Sitzung vom 28. Juni 2000
 
Es wirken mit: Bundesgerichtspräsident Schubarth,
 
Präsident des Kassationshofes, Bundesrichter Schneider,
 
Wiprächtiger, Kolly, Bundesrichterin Escher und Gerichtsschreiber Weissenberger.
 
---------
 
In Sachen
 
Bundesamt für Strassen, Beschwerdeführer,
 
gegen
 
X.________, Beschwerdegegner, Strassenverkehrsamt des Kantons Bern, Rekurskommission des Kantons Bern für Massnahmen gegenüber Fahrzeugführern,
 
betreffend
 
Sicherungsentzug, Abklärung der Fahreignung,
 
vorsorglicher Entzug (Art. 14 Abs. 2 lit. d, Art. 16
 
Abs. 1, Art. 17 Abs. 1bis SVG, Art. 9 Abs. 1, Art. 30
 
Abs. 1, Art. 35 Abs. 3 VZV); (Verwaltungsgerichtsbeschwerde gegen das Urteil der Rekurskommission des Kantons Bern für Massnahmen gegenüber Fahrzeugführern vom 3. November 1999), hat sich ergeben:
 
A.- Gegen X.________, der seit dem 28. Dezember 1987 im Besitz des Führerausweises der Kategorie B ist, wurden in der Zeit vom 25. April 1988 bis 7. Januar 1999 folgende Administrativmassnahmen verfügt:
 
25.04.1988: Entzug des Führerausweises für die Dauer von 1 Monat und Anordnung von Verkehrsunterricht wegen Fahrens in übermüdetem Zustand mit Unfallfolge.

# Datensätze
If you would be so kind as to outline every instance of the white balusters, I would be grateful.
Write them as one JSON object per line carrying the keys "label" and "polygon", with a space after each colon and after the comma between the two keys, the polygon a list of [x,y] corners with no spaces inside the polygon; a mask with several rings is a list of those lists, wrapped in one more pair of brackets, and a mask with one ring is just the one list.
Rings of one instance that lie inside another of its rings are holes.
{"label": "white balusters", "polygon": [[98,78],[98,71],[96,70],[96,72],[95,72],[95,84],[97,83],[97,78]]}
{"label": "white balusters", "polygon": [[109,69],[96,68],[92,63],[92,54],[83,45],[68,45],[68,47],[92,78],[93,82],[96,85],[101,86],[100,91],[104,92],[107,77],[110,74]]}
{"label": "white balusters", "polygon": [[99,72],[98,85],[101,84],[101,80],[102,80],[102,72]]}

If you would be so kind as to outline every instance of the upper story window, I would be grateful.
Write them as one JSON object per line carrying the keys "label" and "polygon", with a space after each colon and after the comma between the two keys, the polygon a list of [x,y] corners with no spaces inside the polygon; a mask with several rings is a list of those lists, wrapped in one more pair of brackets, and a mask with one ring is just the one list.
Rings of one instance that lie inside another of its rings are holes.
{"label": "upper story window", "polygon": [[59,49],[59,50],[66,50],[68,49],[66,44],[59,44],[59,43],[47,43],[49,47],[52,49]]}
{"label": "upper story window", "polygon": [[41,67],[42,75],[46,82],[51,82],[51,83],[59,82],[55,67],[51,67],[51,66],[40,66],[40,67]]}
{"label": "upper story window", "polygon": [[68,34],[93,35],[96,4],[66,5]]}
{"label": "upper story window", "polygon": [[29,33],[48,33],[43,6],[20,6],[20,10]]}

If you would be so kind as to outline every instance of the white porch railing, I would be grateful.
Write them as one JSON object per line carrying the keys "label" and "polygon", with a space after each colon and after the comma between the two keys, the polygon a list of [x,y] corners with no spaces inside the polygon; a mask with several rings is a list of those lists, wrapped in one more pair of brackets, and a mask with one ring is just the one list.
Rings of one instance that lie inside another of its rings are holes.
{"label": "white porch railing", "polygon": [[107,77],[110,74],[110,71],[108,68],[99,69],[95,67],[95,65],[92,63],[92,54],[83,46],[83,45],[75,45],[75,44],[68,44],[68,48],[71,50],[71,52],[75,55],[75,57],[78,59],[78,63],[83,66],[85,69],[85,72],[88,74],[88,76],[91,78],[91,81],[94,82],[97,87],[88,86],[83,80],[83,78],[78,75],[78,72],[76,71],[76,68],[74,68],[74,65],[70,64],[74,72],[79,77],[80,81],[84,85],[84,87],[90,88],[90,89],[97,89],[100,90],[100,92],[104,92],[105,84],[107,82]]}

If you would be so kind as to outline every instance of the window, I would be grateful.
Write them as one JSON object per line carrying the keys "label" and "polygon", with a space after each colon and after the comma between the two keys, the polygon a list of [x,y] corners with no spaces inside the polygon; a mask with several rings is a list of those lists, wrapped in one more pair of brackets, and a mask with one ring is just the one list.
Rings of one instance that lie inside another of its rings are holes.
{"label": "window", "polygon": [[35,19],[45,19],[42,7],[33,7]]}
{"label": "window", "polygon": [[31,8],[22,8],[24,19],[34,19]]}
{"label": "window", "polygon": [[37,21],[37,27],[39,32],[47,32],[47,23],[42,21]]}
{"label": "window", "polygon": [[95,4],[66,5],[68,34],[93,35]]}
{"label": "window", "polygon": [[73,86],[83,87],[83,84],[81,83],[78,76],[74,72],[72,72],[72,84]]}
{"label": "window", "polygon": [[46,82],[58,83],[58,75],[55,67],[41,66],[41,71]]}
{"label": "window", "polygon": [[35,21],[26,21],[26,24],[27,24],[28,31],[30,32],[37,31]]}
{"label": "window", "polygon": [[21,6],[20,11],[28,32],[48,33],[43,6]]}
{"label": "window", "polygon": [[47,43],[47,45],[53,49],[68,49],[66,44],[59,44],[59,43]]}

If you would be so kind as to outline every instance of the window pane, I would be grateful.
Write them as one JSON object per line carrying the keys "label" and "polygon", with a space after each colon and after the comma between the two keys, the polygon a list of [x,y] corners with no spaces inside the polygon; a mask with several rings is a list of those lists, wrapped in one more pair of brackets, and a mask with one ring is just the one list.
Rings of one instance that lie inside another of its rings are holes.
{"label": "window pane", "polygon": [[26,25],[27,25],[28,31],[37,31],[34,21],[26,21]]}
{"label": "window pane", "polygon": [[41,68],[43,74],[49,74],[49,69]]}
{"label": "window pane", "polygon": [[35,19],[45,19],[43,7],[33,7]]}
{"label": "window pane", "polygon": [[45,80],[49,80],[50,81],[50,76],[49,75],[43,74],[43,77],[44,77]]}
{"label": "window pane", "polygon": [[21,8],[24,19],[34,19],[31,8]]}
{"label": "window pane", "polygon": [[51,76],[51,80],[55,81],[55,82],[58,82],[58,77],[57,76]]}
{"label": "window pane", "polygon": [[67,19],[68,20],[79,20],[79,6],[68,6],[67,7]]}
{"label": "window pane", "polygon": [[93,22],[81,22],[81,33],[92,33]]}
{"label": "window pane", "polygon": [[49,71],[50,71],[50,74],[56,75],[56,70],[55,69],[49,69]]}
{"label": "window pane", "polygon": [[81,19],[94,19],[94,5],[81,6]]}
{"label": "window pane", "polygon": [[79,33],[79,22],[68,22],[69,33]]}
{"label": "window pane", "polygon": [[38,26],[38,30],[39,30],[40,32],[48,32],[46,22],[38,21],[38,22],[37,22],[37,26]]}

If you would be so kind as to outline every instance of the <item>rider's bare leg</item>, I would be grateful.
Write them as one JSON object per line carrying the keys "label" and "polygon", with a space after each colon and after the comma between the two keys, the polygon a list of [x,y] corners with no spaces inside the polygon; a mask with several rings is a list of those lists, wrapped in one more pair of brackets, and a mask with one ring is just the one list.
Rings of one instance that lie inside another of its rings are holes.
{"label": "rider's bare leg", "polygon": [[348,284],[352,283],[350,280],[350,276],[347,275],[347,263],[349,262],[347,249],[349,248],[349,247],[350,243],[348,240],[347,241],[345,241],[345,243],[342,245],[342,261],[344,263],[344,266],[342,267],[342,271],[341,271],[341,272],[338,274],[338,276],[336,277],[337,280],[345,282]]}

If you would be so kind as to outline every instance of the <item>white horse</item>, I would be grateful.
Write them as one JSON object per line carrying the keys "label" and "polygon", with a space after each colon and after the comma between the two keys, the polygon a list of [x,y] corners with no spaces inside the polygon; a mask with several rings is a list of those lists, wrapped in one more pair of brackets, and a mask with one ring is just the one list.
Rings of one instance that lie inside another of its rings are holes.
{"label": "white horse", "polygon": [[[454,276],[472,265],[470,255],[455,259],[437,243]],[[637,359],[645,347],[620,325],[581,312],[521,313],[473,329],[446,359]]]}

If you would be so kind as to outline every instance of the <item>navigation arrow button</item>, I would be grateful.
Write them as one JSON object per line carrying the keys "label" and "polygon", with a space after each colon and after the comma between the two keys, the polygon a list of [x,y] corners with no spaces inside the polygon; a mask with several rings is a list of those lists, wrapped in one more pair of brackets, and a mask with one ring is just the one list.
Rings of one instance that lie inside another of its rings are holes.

# Aufgabenstellung
A – Kopieren Sie aus der Auflistung zeichengetreu alle Zeilen ab der Zeile mit „leg</item>, I would be grateful.“ bis einschließlich der letzten Zeile der Auflistung.
B – Führen Sie den Text zum Sicherungsentzug des Führerausweises im Anschluss an den letzten gezeigten Satz weiter.

# Lösungen zur Übung
A –
If you would be so kind as to outline every instance of the <item>rider's bare leg</item>, I would be grateful.
Write them as one JSON object per line carrying the keys "label" and "polygon", with a space after each colon and after the comma between the two keys, the polygon a list of [x,y] corners with no spaces inside the polygon; a mask with several rings is a list of those lists, wrapped in one more pair of brackets, and a mask with one ring is just the one list.
Rings of one instance that lie inside another of its rings are holes.
{"label": "rider's bare leg", "polygon": [[348,284],[352,283],[350,280],[350,276],[347,275],[347,263],[349,262],[347,249],[349,248],[349,247],[350,243],[348,240],[347,241],[345,241],[345,243],[342,245],[342,261],[344,263],[344,266],[342,267],[342,271],[341,271],[341,272],[338,274],[338,276],[336,277],[337,280],[345,282]]}

If you would be so kind as to outline every instance of the <item>white horse</item>, I would be grateful.
Write them as one JSON object per line carrying the keys "label" and "polygon", with a space after each colon and after the comma between the two keys, the polygon a list of [x,y] corners with no spaces inside the polygon; a mask with several rings is a list of those lists, wrapped in one more pair of brackets, and a mask with one ring is just the one list.
Rings of one instance that lie inside another of its rings are holes.
{"label": "white horse", "polygon": [[[454,276],[472,265],[470,255],[455,259],[437,243]],[[637,359],[645,347],[620,325],[581,312],[521,313],[473,329],[446,359]]]}

If you would be so kind as to outline every instance of the <item>navigation arrow button</item>, I would be grateful.
Write them as one JSON object per line carrying the keys "label" and "polygon", with a space after each colon and after the comma between the two keys, the polygon a list of [x,y] corners with no spaces inside the polygon; a mask with several rings is a list of those lists, wrapped in one more pair of brackets, and a mask with one ring is just the one list.
Rings of one instance that lie inside another of its rings are holes.

B –
 
16.11.1988: Entzug des Führerausweises für die Dauer von 3 Monaten wegen Überschreitens der zulässigen Höchstgeschwindigkeit und Unaufmerksamkeit mit
 
Unfallfolge.
 
23.11.1993: Verwarnung wegen Überschreitens der zulässigen Höchstgeschwindigkeit.
 
18.02.1994: Anordnung von Verkehrsunterricht wegen Überschreitens
 
der zulässigen Höchstgeschwindigkeit
 
von 50 km/h innerorts um 21 km/h, begangen am 04.01.1994.
 
21.02.1997: Entzug des Führerausweises für die Dauer von
 
1 Monat wegen Überschreitens der zulässigen
 
Höchstgeschwindigkeit von 80 km/h um 32 km/h,
 
begangen am 19. Dezember 1996 auf der Autobahn.
 
07.01.1999: Entzug des Führerausweises für die Dauer von 1 Monat wegen Überschreitens der zulässigen Höchstgeschwindigkeit innerorts von 50 km/h um
 
18 km/h, begangen am 3. August 1998.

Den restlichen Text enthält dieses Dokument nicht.